Task instructions =>
Which rows below contain the word "hull"? Gather every line that holds it and copy each one out in full.

******

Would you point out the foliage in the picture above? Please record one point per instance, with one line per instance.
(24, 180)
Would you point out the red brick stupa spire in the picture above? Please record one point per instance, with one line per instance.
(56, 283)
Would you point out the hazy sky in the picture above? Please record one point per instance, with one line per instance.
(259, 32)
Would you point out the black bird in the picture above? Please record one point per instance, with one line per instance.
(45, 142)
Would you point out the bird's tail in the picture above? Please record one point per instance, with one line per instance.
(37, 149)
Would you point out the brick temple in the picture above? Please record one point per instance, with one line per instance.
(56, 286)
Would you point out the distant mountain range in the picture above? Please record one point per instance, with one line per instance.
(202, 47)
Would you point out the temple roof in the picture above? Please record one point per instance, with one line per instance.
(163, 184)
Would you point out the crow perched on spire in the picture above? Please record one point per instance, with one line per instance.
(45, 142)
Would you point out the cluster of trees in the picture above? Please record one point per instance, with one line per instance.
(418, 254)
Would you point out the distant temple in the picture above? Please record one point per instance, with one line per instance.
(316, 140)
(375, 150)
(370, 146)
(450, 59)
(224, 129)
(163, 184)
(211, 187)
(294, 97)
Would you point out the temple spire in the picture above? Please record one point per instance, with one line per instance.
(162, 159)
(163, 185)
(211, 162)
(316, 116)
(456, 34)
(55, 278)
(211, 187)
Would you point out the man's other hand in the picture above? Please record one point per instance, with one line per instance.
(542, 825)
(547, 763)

******

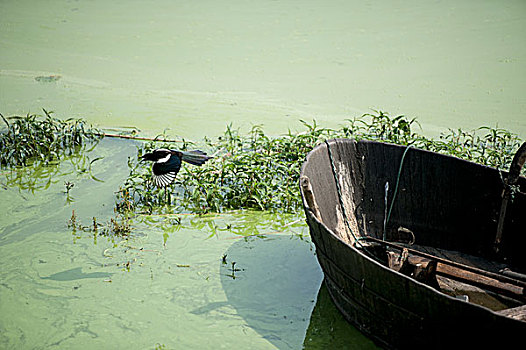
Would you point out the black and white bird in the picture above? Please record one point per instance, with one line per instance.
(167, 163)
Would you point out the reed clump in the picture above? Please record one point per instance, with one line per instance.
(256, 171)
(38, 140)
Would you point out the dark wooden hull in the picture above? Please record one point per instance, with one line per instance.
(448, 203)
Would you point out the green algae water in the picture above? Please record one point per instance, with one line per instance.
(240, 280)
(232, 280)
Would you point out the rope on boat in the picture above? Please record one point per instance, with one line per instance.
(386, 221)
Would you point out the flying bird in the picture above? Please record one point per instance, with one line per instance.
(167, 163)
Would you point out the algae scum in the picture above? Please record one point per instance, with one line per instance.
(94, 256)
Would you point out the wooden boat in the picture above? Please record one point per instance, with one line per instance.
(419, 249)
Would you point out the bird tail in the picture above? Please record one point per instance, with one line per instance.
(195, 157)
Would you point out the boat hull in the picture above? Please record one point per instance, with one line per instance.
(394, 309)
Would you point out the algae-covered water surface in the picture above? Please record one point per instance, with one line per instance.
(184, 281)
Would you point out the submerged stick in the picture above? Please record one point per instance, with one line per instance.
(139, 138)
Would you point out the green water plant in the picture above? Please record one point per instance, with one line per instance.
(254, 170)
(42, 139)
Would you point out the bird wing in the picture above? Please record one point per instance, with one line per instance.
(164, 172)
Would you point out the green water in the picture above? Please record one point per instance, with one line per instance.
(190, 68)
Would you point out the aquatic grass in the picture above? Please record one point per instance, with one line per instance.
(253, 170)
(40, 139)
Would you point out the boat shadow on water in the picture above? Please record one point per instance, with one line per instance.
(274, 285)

******

Written response =>
Would you point out the dark wooden hull in the picture above? Please record one point per instance, with one line per instance.
Would you point out the boat hull in the picture above? Please record one point per instance, with one line per instance.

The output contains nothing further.